Segment Start: DATA LISTING

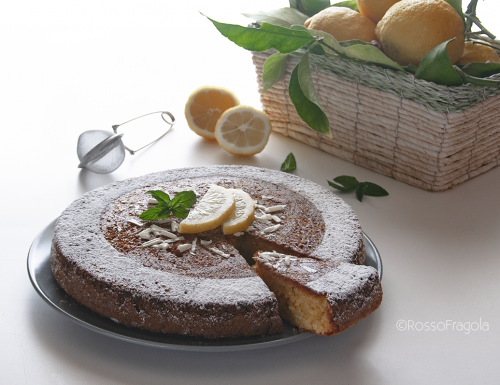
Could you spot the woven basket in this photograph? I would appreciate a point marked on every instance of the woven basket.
(430, 136)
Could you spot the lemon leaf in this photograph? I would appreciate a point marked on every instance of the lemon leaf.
(349, 4)
(304, 98)
(289, 164)
(309, 7)
(436, 67)
(274, 70)
(266, 37)
(371, 54)
(284, 17)
(457, 4)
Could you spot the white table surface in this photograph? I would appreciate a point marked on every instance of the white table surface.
(67, 67)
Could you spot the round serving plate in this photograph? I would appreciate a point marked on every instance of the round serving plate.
(43, 281)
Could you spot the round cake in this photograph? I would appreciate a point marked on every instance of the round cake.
(101, 257)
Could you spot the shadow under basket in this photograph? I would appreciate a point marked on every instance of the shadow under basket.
(429, 136)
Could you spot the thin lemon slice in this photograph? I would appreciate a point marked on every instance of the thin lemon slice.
(211, 211)
(243, 130)
(205, 106)
(243, 214)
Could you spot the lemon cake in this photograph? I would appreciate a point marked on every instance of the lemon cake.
(152, 276)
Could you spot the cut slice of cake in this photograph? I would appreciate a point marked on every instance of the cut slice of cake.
(323, 297)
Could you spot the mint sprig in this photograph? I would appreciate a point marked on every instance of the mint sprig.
(349, 184)
(289, 164)
(178, 206)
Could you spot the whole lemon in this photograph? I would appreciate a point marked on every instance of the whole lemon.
(411, 28)
(375, 9)
(343, 24)
(478, 53)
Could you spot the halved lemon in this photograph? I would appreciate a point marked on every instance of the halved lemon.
(243, 130)
(211, 211)
(205, 106)
(243, 214)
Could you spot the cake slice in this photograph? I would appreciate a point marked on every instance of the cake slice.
(323, 297)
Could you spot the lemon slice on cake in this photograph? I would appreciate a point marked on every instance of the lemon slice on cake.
(243, 130)
(211, 211)
(243, 214)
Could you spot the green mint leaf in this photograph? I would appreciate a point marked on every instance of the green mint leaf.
(184, 198)
(180, 211)
(289, 164)
(266, 37)
(436, 67)
(374, 190)
(301, 91)
(348, 182)
(274, 70)
(284, 17)
(160, 196)
(360, 191)
(348, 4)
(153, 213)
(481, 70)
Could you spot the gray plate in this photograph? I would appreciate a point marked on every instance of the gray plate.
(46, 286)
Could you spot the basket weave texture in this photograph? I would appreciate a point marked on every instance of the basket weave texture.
(430, 136)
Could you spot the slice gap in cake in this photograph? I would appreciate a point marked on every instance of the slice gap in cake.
(319, 296)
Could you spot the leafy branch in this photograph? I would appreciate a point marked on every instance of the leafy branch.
(283, 31)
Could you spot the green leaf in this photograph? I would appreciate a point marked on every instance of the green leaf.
(436, 67)
(360, 191)
(411, 68)
(457, 4)
(328, 40)
(371, 54)
(348, 43)
(349, 4)
(310, 7)
(481, 70)
(348, 183)
(301, 91)
(160, 196)
(266, 37)
(274, 70)
(374, 190)
(180, 211)
(284, 17)
(289, 164)
(184, 198)
(152, 213)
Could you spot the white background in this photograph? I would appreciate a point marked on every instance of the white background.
(71, 66)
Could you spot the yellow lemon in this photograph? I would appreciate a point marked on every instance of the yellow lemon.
(205, 106)
(411, 28)
(210, 212)
(343, 24)
(243, 130)
(375, 9)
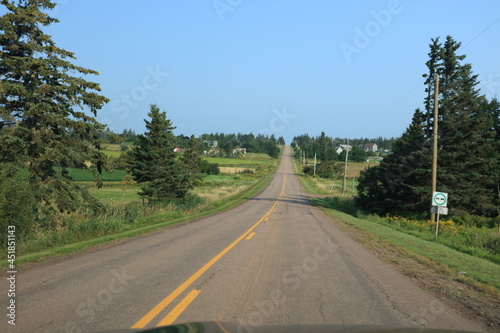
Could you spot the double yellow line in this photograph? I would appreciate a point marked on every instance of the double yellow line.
(172, 315)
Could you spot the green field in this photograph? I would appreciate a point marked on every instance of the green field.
(84, 175)
(262, 159)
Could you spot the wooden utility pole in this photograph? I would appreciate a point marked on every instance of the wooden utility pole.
(344, 185)
(435, 137)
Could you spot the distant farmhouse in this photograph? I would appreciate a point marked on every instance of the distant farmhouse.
(242, 151)
(369, 147)
(341, 148)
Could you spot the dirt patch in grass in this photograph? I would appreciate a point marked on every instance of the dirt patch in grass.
(234, 169)
(475, 301)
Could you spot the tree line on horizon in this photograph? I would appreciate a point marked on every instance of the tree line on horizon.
(468, 147)
(48, 124)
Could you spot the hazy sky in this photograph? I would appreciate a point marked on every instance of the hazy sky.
(288, 67)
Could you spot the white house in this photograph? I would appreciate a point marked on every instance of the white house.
(369, 147)
(341, 148)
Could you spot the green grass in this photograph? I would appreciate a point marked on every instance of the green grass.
(123, 219)
(342, 208)
(82, 175)
(480, 269)
(109, 193)
(218, 177)
(112, 153)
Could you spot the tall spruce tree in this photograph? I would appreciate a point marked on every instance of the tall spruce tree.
(399, 184)
(47, 108)
(192, 162)
(154, 164)
(468, 146)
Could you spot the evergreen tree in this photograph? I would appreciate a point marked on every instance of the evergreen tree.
(154, 164)
(400, 183)
(192, 161)
(42, 119)
(467, 140)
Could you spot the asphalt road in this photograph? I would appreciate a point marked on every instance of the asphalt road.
(272, 260)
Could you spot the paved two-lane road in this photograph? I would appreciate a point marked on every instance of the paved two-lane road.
(272, 260)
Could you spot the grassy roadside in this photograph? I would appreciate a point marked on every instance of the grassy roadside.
(145, 225)
(466, 283)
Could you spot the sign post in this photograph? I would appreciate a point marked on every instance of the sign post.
(439, 203)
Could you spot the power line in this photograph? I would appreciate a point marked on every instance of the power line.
(420, 82)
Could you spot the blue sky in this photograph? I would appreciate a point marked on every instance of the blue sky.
(348, 68)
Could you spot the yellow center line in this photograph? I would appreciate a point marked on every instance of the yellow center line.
(250, 236)
(167, 300)
(179, 308)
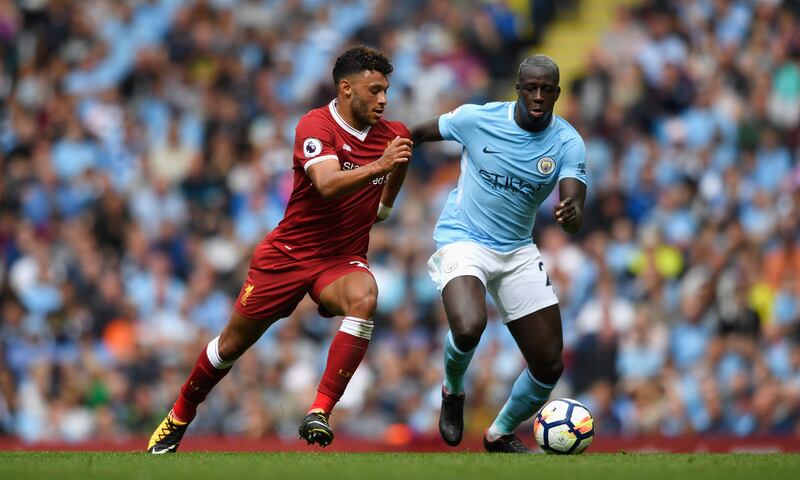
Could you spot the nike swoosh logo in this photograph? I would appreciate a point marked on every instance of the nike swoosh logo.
(165, 450)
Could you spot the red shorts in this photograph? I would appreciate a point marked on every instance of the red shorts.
(276, 282)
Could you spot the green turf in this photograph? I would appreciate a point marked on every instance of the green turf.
(387, 466)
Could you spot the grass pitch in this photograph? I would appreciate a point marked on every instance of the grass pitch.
(389, 466)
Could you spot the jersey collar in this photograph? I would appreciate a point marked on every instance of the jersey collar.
(359, 134)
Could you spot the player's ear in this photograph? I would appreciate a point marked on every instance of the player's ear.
(345, 87)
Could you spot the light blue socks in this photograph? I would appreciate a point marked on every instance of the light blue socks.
(527, 396)
(455, 364)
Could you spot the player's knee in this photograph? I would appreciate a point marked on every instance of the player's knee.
(548, 372)
(361, 306)
(231, 347)
(467, 332)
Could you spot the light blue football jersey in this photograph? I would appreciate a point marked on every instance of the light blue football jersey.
(506, 173)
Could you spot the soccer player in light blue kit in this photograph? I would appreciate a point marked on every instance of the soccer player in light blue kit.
(514, 155)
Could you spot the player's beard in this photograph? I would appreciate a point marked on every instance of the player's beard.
(360, 111)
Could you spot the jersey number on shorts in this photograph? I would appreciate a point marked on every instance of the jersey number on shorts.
(541, 269)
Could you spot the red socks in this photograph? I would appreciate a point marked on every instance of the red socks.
(345, 354)
(207, 372)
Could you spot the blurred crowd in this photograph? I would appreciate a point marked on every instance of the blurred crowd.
(145, 148)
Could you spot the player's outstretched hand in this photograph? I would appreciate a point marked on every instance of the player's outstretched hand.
(398, 151)
(566, 214)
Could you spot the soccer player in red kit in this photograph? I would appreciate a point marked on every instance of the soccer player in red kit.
(344, 154)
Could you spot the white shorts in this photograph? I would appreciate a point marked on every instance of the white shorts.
(517, 280)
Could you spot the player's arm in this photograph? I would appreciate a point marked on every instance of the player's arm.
(572, 187)
(391, 190)
(427, 131)
(569, 210)
(331, 181)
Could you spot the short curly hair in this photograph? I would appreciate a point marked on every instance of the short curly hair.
(358, 59)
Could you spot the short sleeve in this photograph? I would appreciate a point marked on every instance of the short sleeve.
(313, 142)
(573, 164)
(459, 124)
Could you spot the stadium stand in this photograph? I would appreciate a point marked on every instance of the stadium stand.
(145, 147)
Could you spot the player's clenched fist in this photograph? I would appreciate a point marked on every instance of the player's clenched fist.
(566, 213)
(398, 151)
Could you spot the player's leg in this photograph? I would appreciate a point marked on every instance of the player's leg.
(353, 295)
(529, 308)
(459, 271)
(465, 308)
(213, 363)
(275, 285)
(538, 336)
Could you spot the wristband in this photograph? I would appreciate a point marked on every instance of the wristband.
(383, 211)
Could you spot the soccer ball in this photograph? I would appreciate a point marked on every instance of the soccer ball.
(563, 426)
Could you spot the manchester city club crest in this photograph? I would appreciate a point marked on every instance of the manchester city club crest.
(545, 165)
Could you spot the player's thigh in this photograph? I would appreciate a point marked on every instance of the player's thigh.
(524, 286)
(539, 337)
(460, 272)
(347, 289)
(464, 300)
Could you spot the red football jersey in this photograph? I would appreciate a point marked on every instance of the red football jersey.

Segment End: DATA LISTING

Answer with the exact lines running from the one that contains "Could you spot the wristband" through the last line of the data. Include no other line.

**SOLUTION BELOW**
Could you spot the wristband in this photograph? I would appreciate a point marked on every instance of the wristband.
(383, 211)
Could you spot the soccer ball in this photograph? I would appreciate a point marked on every instance of the soccer ball.
(563, 426)
Could you spot the manchester city club crest in this photograph? I would appreciate a point marked on every instance of the manchester city club crest.
(545, 165)
Could you spot the player's thigh in this photograph? I would appreciate a point marked on every instance of the player's thigh.
(524, 286)
(539, 337)
(460, 272)
(347, 289)
(464, 300)
Could you spot the red football jersey in this photograph? I would appreciate a point marked on every instance of the red football jersey.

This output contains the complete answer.